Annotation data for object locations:
——

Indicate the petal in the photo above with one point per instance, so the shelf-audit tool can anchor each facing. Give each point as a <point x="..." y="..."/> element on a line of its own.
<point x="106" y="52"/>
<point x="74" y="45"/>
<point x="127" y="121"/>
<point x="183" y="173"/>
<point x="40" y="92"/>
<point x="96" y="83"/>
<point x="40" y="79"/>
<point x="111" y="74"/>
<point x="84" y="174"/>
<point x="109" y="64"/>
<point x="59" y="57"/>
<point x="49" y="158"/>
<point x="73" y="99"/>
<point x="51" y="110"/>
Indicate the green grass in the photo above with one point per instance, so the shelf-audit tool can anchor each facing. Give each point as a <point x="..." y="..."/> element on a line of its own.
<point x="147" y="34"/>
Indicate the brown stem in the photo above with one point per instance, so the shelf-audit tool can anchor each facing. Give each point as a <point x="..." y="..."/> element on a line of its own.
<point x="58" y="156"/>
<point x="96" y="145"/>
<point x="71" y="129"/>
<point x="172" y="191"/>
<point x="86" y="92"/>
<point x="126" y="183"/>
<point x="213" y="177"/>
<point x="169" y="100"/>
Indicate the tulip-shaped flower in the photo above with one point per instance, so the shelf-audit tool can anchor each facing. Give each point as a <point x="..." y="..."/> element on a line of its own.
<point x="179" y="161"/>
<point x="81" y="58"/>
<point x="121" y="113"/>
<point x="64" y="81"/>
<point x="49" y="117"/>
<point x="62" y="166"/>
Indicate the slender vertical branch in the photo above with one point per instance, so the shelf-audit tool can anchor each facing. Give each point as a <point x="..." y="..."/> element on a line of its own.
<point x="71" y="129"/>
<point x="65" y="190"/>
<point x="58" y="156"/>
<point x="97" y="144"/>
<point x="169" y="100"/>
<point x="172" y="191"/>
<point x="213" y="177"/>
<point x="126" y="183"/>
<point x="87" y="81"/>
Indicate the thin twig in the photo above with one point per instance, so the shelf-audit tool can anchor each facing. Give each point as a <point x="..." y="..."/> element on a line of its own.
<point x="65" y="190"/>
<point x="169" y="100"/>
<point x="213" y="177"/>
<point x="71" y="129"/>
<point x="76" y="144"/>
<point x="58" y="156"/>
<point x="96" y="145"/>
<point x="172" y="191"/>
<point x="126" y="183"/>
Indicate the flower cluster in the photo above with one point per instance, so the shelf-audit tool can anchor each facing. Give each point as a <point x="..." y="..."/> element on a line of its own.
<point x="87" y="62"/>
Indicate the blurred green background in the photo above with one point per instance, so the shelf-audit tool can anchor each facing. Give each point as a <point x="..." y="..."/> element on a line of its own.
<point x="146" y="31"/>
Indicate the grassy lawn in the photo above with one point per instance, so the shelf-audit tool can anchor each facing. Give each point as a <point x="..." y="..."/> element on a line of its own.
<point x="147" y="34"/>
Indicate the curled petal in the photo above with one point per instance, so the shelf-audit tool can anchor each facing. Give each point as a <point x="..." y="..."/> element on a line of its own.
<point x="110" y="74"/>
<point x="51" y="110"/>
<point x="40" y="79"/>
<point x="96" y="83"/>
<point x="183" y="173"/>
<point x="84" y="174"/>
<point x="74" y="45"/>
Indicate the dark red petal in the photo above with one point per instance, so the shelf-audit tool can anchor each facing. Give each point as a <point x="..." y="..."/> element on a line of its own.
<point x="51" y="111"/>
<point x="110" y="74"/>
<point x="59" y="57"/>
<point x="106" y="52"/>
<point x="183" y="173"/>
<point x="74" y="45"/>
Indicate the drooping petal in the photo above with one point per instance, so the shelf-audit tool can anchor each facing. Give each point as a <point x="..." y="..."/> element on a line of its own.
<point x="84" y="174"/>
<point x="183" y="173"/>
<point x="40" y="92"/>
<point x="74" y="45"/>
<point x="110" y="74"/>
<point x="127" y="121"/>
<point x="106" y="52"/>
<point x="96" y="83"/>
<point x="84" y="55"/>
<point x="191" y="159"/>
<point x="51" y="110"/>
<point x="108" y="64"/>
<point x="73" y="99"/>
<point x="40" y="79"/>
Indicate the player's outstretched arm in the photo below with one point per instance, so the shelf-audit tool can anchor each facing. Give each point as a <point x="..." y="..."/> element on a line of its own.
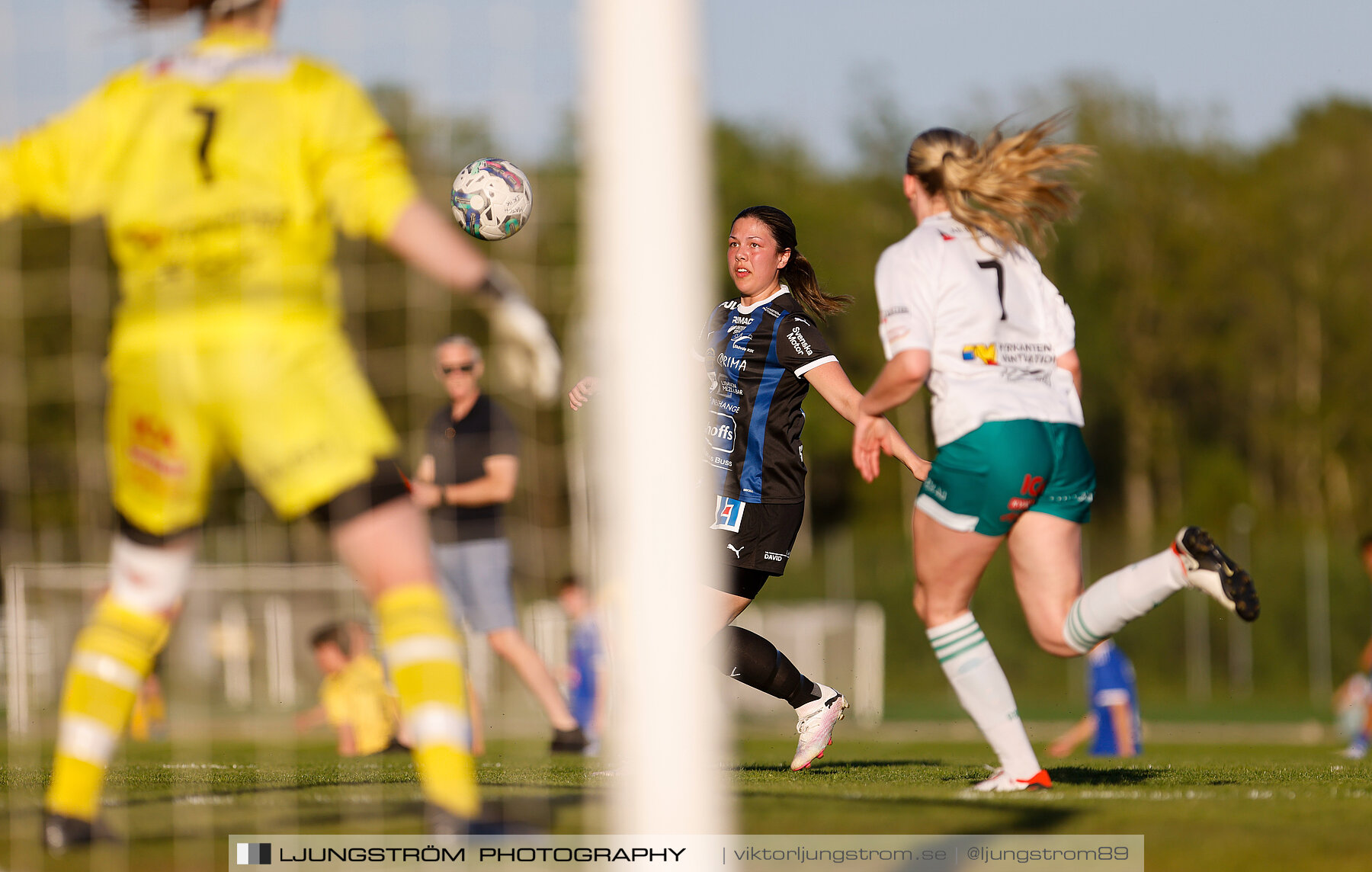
<point x="582" y="391"/>
<point x="878" y="435"/>
<point x="431" y="243"/>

——

● **Aim**
Switch "shelf-audit tool" to "stock-check tool" throughout the lines above and reproduce every line with nothing else altered. Leave the pictures out.

● **Answer to the task**
Indicate the petal in the photo above with one point per instance, so the stock-check tool can anchor each facing. Give each point as a <point x="..." y="..."/> element on a line of its own.
<point x="106" y="52"/>
<point x="74" y="45"/>
<point x="127" y="121"/>
<point x="183" y="173"/>
<point x="40" y="92"/>
<point x="96" y="83"/>
<point x="40" y="79"/>
<point x="111" y="74"/>
<point x="84" y="174"/>
<point x="109" y="64"/>
<point x="59" y="57"/>
<point x="49" y="158"/>
<point x="73" y="99"/>
<point x="51" y="110"/>
Indicate the green grass in the photo above with one point per instance, so the stock-check tool can anchor each facing. Give each point as a <point x="..." y="..."/> element on a line of its own.
<point x="147" y="34"/>
Indicate the brown stem in the photo above with one point per instance, so the stock-check tool can anchor each facing. Give each point as a <point x="..." y="..."/> element on a line of its own.
<point x="58" y="156"/>
<point x="96" y="145"/>
<point x="71" y="129"/>
<point x="172" y="191"/>
<point x="86" y="92"/>
<point x="126" y="183"/>
<point x="213" y="177"/>
<point x="169" y="100"/>
Indicate the tulip-shaped flower in the photo above with one point per instance, so the stock-check tool can anchor each facing. Give each point as a <point x="..." y="..."/> element on a line of its own.
<point x="179" y="161"/>
<point x="81" y="58"/>
<point x="121" y="113"/>
<point x="64" y="81"/>
<point x="49" y="117"/>
<point x="62" y="166"/>
Indicate the slender vertical branch in the photo above with one point per instance, so the stock-check tool can anchor each facing. Give each point as a <point x="..." y="..."/> element on a line of its own.
<point x="71" y="129"/>
<point x="65" y="190"/>
<point x="58" y="156"/>
<point x="97" y="144"/>
<point x="169" y="100"/>
<point x="172" y="191"/>
<point x="213" y="177"/>
<point x="126" y="183"/>
<point x="87" y="81"/>
Indicate the thin twig in the photo above with one point per instance, so the stock-check tool can anchor each facing. Give each point as a <point x="..." y="..."/> element on a line of its own.
<point x="65" y="190"/>
<point x="169" y="100"/>
<point x="213" y="177"/>
<point x="71" y="129"/>
<point x="76" y="144"/>
<point x="58" y="156"/>
<point x="96" y="145"/>
<point x="172" y="191"/>
<point x="126" y="183"/>
Indicate the flower cluster in the photo above with one point per instance, so the stock-check tool can anchor each facing. Give each point as a <point x="..." y="..."/> element on a line of its own.
<point x="87" y="62"/>
Indicate the blurred green background in the photo above with one point per instance, so the stock-check tool can anchor each facing. Give each point as a <point x="..." y="..."/> element on a line of its own.
<point x="146" y="31"/>
Indicate the grassy lawn in the photo above with one point per instance, so the stock-check tool can anchor each facing. Give each point as a <point x="..." y="..."/> element on a line of its own.
<point x="147" y="34"/>
Indicate the curled petal in the photo above with one point per instance, so the stock-check tool can anchor each facing. Give each point as a <point x="..." y="..."/> element on a line of its own.
<point x="110" y="74"/>
<point x="51" y="110"/>
<point x="40" y="79"/>
<point x="96" y="83"/>
<point x="183" y="173"/>
<point x="84" y="174"/>
<point x="74" y="45"/>
Indicate the dark red petal in the photo above with one point per instance, so the stock-check tool can anchor each facing. Give each point as a <point x="..." y="..."/> element on a line of its own.
<point x="51" y="111"/>
<point x="110" y="74"/>
<point x="59" y="57"/>
<point x="106" y="52"/>
<point x="183" y="173"/>
<point x="74" y="45"/>
Indicate the drooping petal in the photo above with one point per instance, so the stock-check tool can anchor each facing. Give each point as a <point x="..." y="..."/> element on a line of its own.
<point x="84" y="174"/>
<point x="183" y="173"/>
<point x="40" y="92"/>
<point x="74" y="45"/>
<point x="110" y="74"/>
<point x="127" y="121"/>
<point x="106" y="52"/>
<point x="96" y="83"/>
<point x="84" y="55"/>
<point x="191" y="159"/>
<point x="51" y="110"/>
<point x="108" y="64"/>
<point x="73" y="99"/>
<point x="40" y="79"/>
Indicate the player's outstretched arm in the photo below with one point per instance, so the stock-check tool can anchor each facing. Give each point as a <point x="..." y="..."/> element on a line of its own.
<point x="582" y="391"/>
<point x="878" y="435"/>
<point x="431" y="243"/>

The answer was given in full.